> **Text segment**:
Consider the following MWE in a text mining exercise, using R{tm}:
Toyota has several SUV models in the US.models<-c("highlander","land cruiser","rav4","sequoia","4runner")
. The general media refers to these not as "toyota rav4" (corpus already transformed to lower case) but as "rav4". To get a single column of toyota suvs in a DocumentTermMatrix, i need to convert all these brands into one generic "toyota_suv". What I am doing now is to repeat mycorpus<-tm_map(mycorpus, gsub, pattern="rav4", replacement="toyota_suv")
for length(models). A hack would be to set up model_names<-rep("toyota_suv",length(models))
and get on with life. How can I set up a dictionary with many-to-one mapping, so that all models
are replaced with 'toyota_suv' in one expression? Many thanks.
You can use a vectorized substitution function. The stringi
package offers such a function with the stri_replace_all
family of functions. Here, I'm using stri_replace_all_fixed
, but adjust case sensitivity and other options as needed.
library(tm)
library(stringi)
toyota_suvs <- c("highlander","land cruiser","rav4","sequoia","4runner")
tm_map(toyCorp, stri_replace_all_fixed,
pattern = toyota_suvs, replacement = "toyota_suv",
vectorize_all = FALSE)
data:
toyExample <- c("you don't know about the rav4, John Snow",
"the highlander is a great car",
"I want a land cruiser")
toyCorp <- Corpus(VectorSource(toyExample))

> **Records shown**:
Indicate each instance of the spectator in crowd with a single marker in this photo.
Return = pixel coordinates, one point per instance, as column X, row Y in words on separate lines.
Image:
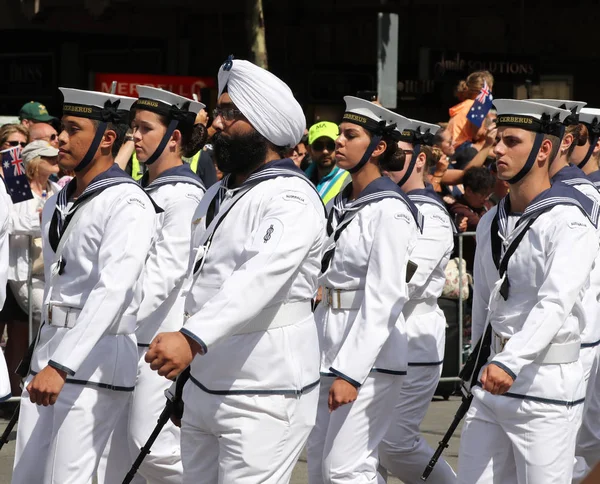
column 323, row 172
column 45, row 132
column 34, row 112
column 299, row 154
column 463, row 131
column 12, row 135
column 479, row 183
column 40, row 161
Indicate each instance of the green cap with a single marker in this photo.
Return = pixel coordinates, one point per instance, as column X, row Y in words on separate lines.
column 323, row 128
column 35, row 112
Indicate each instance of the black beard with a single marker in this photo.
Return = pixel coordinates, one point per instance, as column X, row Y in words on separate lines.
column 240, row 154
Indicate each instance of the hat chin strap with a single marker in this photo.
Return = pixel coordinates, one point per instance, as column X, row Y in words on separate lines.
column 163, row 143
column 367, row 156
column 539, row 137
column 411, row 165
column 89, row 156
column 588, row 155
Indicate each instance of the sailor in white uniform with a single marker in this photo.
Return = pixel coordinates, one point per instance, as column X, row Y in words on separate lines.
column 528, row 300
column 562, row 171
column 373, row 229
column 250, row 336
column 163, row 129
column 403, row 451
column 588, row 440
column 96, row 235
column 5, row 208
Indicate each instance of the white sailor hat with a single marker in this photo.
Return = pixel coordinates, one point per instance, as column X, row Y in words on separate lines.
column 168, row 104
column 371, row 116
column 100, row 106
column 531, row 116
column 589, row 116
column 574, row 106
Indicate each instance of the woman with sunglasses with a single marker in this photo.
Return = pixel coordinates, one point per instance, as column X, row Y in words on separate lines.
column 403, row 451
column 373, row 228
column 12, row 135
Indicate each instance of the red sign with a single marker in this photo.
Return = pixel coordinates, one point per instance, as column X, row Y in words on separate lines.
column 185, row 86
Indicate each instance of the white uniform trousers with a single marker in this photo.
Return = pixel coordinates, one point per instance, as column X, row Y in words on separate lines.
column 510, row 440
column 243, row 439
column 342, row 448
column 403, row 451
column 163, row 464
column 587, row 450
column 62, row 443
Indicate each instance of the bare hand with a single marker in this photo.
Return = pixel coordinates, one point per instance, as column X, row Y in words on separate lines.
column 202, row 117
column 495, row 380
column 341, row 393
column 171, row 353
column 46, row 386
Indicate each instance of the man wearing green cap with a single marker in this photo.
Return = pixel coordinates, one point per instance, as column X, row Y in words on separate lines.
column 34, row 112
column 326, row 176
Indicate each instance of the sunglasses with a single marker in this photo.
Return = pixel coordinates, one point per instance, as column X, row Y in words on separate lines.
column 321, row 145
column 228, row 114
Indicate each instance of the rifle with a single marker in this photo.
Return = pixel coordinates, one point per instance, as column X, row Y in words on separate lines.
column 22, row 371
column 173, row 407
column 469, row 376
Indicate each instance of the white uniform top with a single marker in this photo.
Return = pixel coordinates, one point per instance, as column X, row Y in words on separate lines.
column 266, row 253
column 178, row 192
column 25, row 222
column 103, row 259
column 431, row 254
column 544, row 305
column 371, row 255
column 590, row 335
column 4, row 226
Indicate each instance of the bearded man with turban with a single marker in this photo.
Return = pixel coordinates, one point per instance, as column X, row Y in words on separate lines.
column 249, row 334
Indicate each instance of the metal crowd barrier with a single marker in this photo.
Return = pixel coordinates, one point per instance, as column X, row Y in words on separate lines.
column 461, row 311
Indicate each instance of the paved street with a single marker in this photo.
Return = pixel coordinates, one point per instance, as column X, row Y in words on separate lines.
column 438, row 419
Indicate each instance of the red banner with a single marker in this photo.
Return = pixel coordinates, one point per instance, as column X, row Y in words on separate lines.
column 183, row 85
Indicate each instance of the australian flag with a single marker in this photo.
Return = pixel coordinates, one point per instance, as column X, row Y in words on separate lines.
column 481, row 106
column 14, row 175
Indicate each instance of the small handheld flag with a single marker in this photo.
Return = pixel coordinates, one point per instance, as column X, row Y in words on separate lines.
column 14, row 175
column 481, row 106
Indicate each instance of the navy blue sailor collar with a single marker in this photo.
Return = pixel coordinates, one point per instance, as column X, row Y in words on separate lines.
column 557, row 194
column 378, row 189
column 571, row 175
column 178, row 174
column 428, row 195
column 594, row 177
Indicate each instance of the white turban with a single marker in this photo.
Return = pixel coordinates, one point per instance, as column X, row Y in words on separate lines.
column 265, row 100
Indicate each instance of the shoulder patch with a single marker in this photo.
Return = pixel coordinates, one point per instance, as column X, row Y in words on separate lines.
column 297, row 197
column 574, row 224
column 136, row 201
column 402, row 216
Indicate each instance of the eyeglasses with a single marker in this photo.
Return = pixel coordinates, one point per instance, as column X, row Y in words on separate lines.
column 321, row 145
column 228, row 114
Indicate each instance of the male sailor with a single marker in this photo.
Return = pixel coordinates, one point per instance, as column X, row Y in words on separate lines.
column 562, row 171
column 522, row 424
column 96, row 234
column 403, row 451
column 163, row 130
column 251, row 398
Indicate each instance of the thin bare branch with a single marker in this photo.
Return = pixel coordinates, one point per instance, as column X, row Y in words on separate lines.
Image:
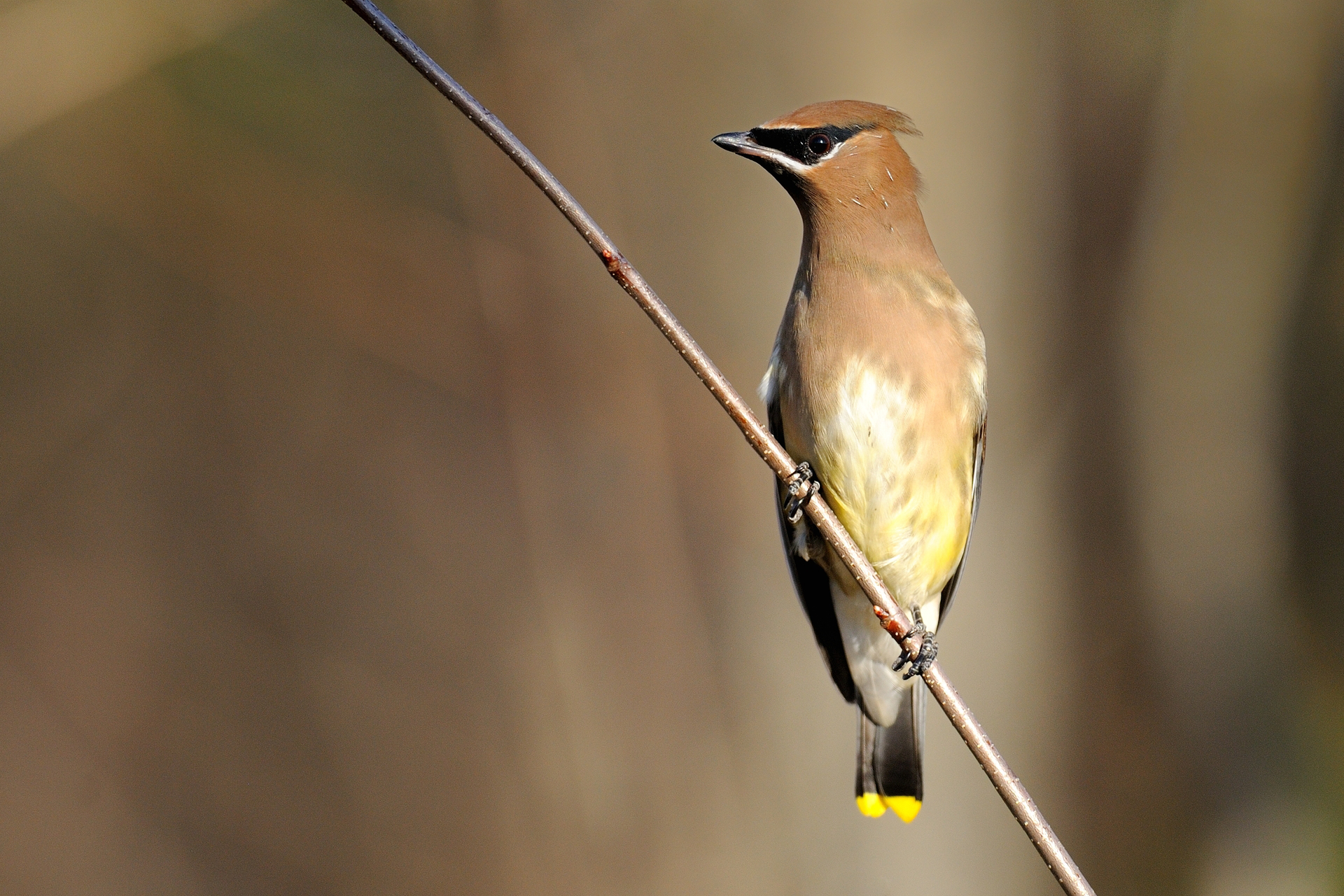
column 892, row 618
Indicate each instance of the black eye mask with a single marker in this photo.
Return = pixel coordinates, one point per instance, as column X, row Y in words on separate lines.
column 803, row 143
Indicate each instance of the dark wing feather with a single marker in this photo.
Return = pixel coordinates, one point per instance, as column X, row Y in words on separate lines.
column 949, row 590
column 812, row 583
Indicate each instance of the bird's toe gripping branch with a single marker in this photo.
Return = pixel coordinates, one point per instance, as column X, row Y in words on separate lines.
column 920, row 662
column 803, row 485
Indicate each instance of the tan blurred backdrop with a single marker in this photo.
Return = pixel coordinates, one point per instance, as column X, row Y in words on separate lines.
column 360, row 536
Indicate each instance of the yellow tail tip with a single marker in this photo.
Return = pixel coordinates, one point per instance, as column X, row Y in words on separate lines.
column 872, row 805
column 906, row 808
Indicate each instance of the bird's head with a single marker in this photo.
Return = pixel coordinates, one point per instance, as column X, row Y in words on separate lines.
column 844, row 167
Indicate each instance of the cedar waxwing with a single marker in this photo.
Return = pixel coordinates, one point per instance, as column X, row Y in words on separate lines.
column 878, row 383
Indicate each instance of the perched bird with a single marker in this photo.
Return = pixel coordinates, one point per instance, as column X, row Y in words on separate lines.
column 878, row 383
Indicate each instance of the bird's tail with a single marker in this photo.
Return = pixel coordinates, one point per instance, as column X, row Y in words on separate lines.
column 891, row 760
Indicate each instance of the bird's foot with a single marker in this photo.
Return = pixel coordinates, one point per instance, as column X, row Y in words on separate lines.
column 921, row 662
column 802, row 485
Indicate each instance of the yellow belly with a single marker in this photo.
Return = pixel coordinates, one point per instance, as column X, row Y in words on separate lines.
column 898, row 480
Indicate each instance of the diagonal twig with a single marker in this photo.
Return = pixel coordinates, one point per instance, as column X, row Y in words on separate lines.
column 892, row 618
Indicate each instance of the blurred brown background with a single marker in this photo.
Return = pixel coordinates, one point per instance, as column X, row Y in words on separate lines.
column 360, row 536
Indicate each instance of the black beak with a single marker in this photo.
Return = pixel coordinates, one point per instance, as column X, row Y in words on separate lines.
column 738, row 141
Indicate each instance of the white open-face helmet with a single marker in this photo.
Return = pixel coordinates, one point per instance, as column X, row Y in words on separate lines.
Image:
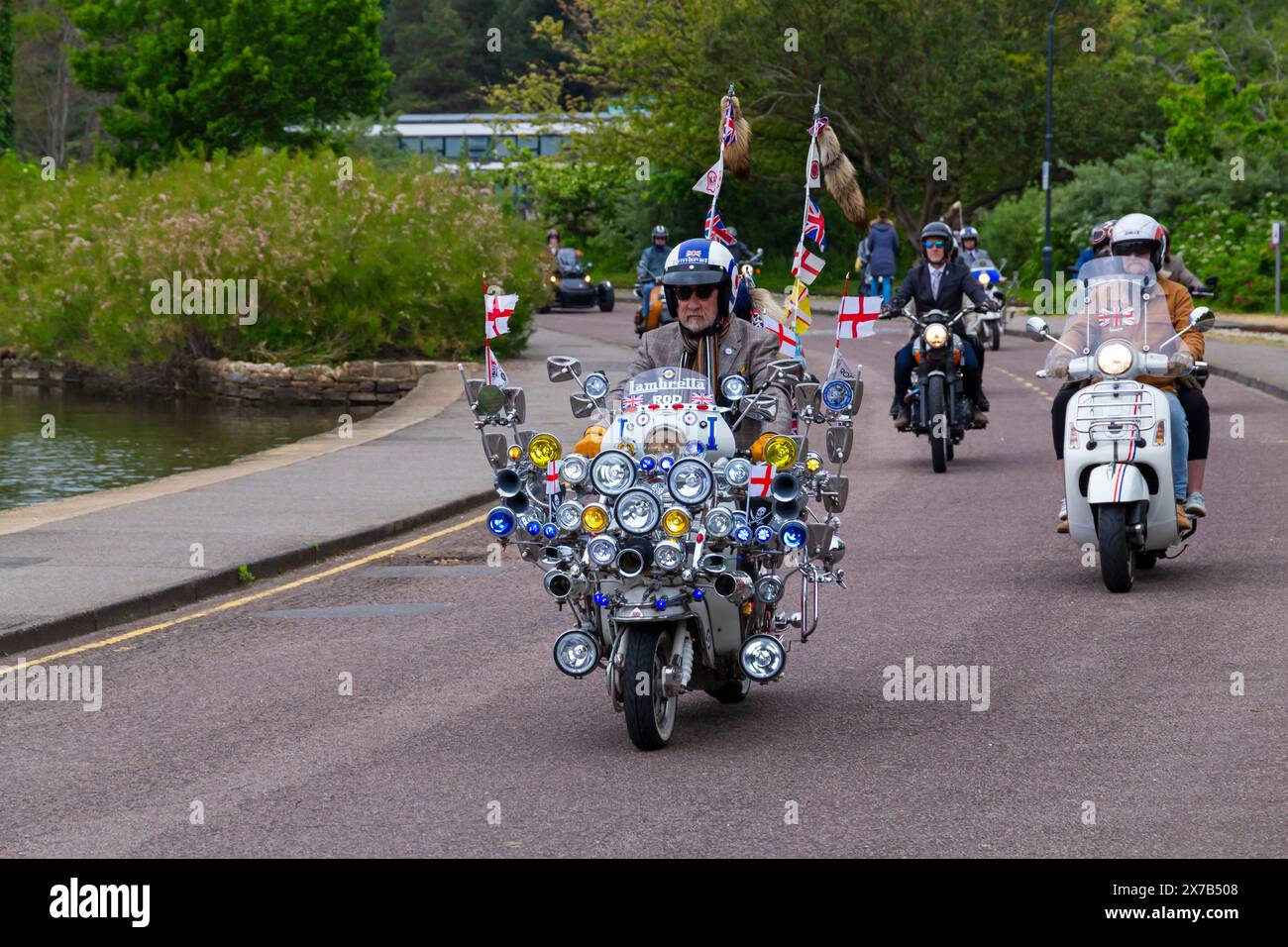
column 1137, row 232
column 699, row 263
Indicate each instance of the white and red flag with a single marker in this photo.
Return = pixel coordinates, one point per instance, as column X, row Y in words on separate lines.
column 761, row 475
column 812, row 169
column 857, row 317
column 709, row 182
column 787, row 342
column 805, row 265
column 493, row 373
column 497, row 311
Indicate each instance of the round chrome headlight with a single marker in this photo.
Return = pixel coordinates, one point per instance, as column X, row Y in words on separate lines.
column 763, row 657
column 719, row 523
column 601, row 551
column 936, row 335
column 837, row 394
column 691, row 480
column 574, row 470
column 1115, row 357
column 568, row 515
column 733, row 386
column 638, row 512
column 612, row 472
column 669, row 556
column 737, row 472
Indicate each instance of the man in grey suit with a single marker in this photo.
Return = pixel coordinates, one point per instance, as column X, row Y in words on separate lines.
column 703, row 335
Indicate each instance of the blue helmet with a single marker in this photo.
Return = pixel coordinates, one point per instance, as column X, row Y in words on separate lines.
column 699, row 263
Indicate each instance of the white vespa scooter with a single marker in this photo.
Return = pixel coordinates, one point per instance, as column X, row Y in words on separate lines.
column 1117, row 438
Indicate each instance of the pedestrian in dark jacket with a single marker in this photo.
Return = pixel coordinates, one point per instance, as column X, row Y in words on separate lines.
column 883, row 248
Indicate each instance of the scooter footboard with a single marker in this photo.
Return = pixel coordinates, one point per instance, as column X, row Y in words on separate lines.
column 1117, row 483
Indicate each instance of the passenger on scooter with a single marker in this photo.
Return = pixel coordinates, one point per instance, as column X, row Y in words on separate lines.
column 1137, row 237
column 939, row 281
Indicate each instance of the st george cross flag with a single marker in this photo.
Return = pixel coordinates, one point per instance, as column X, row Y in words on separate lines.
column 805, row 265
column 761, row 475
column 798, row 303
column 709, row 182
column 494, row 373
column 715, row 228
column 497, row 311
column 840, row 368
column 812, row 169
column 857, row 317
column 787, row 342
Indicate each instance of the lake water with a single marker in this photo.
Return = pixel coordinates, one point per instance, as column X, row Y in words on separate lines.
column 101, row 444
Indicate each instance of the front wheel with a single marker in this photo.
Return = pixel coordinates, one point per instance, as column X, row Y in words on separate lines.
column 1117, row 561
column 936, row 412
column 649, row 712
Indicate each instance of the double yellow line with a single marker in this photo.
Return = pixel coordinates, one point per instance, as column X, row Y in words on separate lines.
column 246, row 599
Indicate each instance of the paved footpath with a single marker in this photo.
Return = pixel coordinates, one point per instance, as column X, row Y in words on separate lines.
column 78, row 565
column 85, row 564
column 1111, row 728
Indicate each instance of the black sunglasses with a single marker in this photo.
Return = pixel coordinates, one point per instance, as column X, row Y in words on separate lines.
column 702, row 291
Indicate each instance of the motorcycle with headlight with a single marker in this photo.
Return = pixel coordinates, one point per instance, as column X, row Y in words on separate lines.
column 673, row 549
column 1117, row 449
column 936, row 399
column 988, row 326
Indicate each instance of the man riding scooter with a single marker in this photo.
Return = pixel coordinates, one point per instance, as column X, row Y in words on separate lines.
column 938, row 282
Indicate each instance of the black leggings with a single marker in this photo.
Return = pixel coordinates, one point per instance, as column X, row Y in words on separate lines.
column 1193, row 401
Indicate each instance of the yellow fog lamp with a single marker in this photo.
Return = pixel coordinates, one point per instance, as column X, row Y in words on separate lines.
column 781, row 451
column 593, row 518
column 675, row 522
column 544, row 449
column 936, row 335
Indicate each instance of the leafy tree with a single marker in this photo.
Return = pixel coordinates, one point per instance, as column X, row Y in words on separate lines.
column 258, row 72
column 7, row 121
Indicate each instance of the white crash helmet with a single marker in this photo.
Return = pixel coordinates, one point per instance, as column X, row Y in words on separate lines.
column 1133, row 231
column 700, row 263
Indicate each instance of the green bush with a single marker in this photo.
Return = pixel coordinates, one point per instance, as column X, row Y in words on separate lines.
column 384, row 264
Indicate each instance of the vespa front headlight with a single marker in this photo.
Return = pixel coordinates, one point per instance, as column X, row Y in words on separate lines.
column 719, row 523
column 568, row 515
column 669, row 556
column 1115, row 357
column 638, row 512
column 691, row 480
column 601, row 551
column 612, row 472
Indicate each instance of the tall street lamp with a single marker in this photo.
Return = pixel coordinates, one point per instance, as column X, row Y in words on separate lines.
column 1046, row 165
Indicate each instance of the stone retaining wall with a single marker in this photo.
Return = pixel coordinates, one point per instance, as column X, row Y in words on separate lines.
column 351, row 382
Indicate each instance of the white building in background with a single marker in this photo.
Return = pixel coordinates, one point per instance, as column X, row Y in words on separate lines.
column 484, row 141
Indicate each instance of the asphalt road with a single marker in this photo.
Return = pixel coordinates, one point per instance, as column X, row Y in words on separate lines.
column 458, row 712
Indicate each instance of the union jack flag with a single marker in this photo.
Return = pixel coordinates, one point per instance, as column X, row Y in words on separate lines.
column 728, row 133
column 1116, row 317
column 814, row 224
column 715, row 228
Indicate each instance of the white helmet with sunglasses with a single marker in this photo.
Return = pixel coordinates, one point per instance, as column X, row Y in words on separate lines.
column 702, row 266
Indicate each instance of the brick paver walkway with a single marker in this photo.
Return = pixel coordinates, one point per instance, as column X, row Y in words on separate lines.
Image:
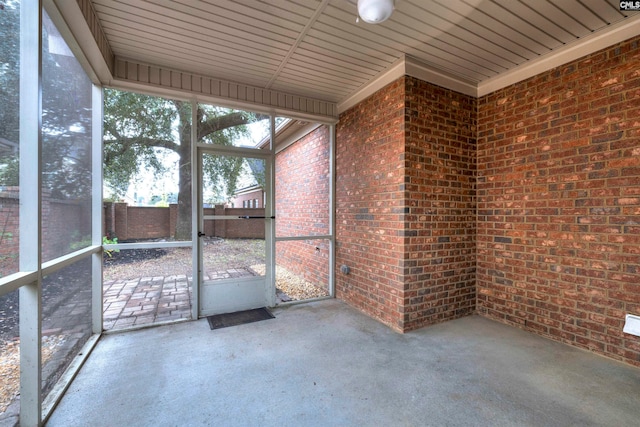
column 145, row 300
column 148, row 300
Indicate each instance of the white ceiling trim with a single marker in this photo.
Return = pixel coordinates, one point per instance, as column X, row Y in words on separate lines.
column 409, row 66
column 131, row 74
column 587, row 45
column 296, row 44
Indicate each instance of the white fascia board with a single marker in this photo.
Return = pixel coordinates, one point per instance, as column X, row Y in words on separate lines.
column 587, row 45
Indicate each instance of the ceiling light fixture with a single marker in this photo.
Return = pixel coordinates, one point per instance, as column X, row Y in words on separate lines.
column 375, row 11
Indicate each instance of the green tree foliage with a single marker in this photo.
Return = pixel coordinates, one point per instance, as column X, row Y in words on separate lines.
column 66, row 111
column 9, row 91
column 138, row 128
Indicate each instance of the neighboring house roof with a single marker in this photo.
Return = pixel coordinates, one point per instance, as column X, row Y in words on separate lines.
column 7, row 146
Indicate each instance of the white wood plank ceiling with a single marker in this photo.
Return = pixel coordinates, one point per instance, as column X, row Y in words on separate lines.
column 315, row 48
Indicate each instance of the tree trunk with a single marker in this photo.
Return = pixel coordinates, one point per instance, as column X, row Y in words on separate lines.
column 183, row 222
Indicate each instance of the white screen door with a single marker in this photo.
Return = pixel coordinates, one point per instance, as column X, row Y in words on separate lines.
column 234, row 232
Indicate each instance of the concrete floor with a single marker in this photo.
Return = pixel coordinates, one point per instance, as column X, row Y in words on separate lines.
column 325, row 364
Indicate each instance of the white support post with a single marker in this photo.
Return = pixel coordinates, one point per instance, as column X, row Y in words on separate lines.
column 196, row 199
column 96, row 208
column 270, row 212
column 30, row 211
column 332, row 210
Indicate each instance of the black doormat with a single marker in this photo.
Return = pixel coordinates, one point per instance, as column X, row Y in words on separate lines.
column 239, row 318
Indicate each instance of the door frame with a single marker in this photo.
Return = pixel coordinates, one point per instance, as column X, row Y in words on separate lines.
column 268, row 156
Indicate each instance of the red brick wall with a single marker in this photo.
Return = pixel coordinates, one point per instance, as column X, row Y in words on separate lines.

> **List of tasks**:
A - Return, word for word, the part of the forum thread on mapping Toyota SUV model names that runs from "library(tm)" up to and including "toyCorp <- Corpus(VectorSource(toyExample))".
B - Retype without alteration the lines of the rows from the line with "Indicate each instance of the front" up to and including the line with "column 938, row 282".

> **Responses by task**:
A -
library(tm)
library(stringi)
toyota_suvs <- c("highlander","land cruiser","rav4","sequoia","4runner")
tm_map(toyCorp, stri_replace_all_fixed,
pattern = toyota_suvs, replacement = "toyota_suv",
vectorize_all = FALSE)
data:
toyExample <- c("you don't know about the rav4, John Snow",
"the highlander is a great car",
"I want a land cruiser")
toyCorp <- Corpus(VectorSource(toyExample))

B -
Indicate each instance of the front wheel with a single marker in this photo.
Return = pixel coordinates, one point per instance, as column X, row Y in words on separate lines.
column 1117, row 561
column 936, row 412
column 649, row 712
Indicate each instance of the double yellow line with a single marker in this photo.
Return = pixel coordinates, one point per instance, as column X, row Y in words on separate lines.
column 246, row 599
Indicate each instance of the paved footpath with a single marker in this photo.
Return = pixel coordinates, one point per instance, as column X, row Y in words on separate lines.
column 78, row 565
column 85, row 564
column 1111, row 728
Indicate each instance of the black sunglasses with a single marker in this photo.
Return = pixel coordinates, one point per instance, as column X, row Y in words on separate lines.
column 702, row 291
Indicate each instance of the motorcycle with headlight with a single marker in this photo.
Return = pixel coordinates, one point per instance, as column X, row Y in words on separate lines.
column 673, row 549
column 1117, row 449
column 936, row 399
column 988, row 326
Indicate each instance of the man riding scooter with a single marker in this photo.
Return = pixel coordinates, one point per instance, as column X, row Y in words on separate lines.
column 938, row 282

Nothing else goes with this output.